• **ACTIVITY**
Nothing outside the range is wanted. Repeat exactly the lines below from the one with "subject: small bush on cliff" through the one with "subject: wet rock surface".

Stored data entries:
+ + + + + + +

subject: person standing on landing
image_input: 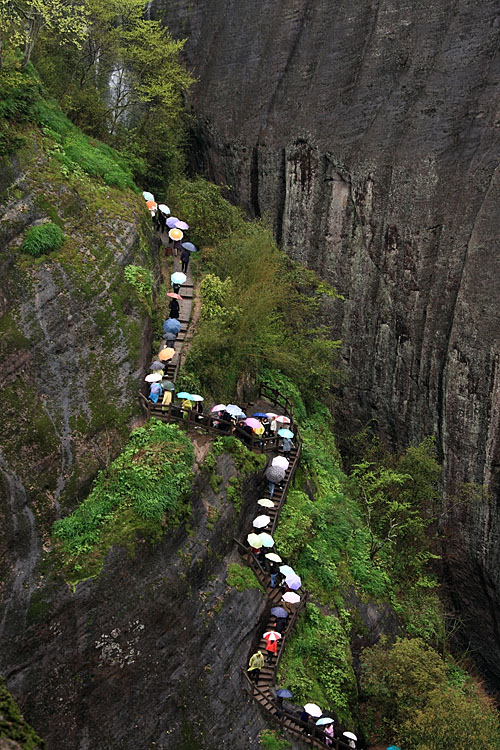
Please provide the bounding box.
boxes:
[180,247,190,274]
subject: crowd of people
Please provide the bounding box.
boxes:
[141,191,365,750]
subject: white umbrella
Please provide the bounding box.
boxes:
[258,498,275,508]
[142,191,154,201]
[343,732,357,741]
[158,203,170,214]
[279,565,295,576]
[282,592,300,604]
[190,394,204,402]
[276,415,291,425]
[263,630,282,642]
[253,515,271,528]
[265,552,282,562]
[303,703,322,718]
[272,456,289,470]
[145,372,162,382]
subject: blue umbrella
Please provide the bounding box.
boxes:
[258,532,274,547]
[276,688,293,698]
[171,272,187,285]
[177,392,193,399]
[252,412,268,418]
[163,318,181,334]
[182,242,197,252]
[387,747,401,750]
[271,607,289,618]
[278,428,294,438]
[316,718,335,726]
[166,216,179,228]
[142,191,154,201]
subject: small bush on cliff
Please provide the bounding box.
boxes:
[124,264,154,312]
[21,222,64,257]
[0,677,45,749]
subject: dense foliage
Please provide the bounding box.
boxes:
[0,677,45,749]
[52,421,194,579]
[226,562,263,593]
[21,222,64,256]
[360,637,500,749]
[124,264,154,313]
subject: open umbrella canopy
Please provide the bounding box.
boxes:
[276,688,293,699]
[182,242,197,252]
[285,575,301,590]
[278,428,294,439]
[190,394,204,402]
[316,718,335,726]
[226,404,243,416]
[158,203,170,214]
[272,456,289,470]
[252,412,268,418]
[143,191,154,201]
[263,630,282,642]
[258,532,274,547]
[211,404,226,412]
[166,216,179,227]
[146,200,157,210]
[167,292,182,300]
[275,415,291,425]
[266,412,278,418]
[387,747,401,750]
[258,498,275,508]
[163,318,181,334]
[265,552,282,563]
[169,228,183,241]
[271,607,288,618]
[145,372,163,382]
[176,391,193,399]
[245,417,262,430]
[282,591,300,604]
[304,703,322,717]
[266,465,285,483]
[161,380,175,391]
[171,272,187,285]
[343,732,357,741]
[158,347,175,361]
[150,361,165,371]
[175,220,189,230]
[279,565,295,576]
[253,515,271,528]
[247,532,262,548]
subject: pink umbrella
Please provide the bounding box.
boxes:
[245,417,262,431]
[211,404,226,412]
[175,220,189,230]
[282,592,300,604]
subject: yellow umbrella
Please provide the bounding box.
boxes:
[254,425,265,436]
[247,533,262,548]
[158,347,175,361]
[169,228,183,241]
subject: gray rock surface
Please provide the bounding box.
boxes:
[153,0,500,682]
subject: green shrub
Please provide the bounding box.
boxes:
[0,677,45,749]
[259,729,291,750]
[21,223,64,257]
[226,562,263,592]
[53,421,194,557]
[124,265,154,312]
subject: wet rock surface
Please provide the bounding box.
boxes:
[1,456,278,749]
[153,0,500,685]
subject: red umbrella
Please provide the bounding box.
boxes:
[263,631,282,642]
[167,292,182,300]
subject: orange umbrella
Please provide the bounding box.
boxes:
[169,228,183,241]
[158,347,175,361]
[146,200,157,210]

+ + + + + + +

• **RESULT OF THIS EXERCISE**
subject: small bush on cliff
Please provide the bounding box.
boxes:
[124,264,154,312]
[21,222,64,257]
[0,677,45,749]
subject: dense foliage
Please provide the bounding box.
boxes:
[0,677,45,749]
[52,421,194,579]
[226,562,263,593]
[21,222,64,256]
[360,637,500,749]
[124,264,154,313]
subject: open umbrella canopy
Please provide the bounding box.
boxes:
[276,688,293,699]
[182,242,197,252]
[285,575,301,590]
[278,428,294,439]
[190,394,204,402]
[316,718,335,726]
[226,404,243,416]
[158,203,170,214]
[272,456,289,470]
[252,412,268,418]
[143,191,154,201]
[263,630,282,642]
[258,532,274,547]
[211,404,226,412]
[166,216,179,227]
[146,200,157,210]
[167,292,182,300]
[275,415,291,425]
[266,412,278,418]
[387,747,401,750]
[258,498,275,508]
[163,318,181,334]
[265,552,282,563]
[169,228,183,241]
[271,607,288,618]
[145,372,163,382]
[176,391,193,399]
[245,417,262,430]
[282,591,300,604]
[304,703,322,717]
[266,465,285,483]
[161,380,175,391]
[171,272,187,285]
[343,732,357,741]
[158,347,175,361]
[150,361,165,371]
[175,220,189,230]
[279,565,295,576]
[253,515,271,528]
[247,532,262,548]
subject: pink umbrella
Please provide the bounding box.
boxes:
[245,417,262,431]
[211,404,226,412]
[175,220,189,230]
[282,592,300,604]
subject: yellow umbrella
Please provide the bounding box.
boxes:
[254,425,265,436]
[247,533,262,548]
[158,347,175,361]
[169,228,183,241]
subject: gray rock surface
Please provide the bounding box.
boxes:
[153,0,500,682]
subject: green shrub
Please provide the bounding box.
boxes:
[0,677,45,749]
[259,729,291,750]
[21,223,64,257]
[226,562,263,592]
[53,421,194,557]
[124,265,154,312]
subject: wet rock surface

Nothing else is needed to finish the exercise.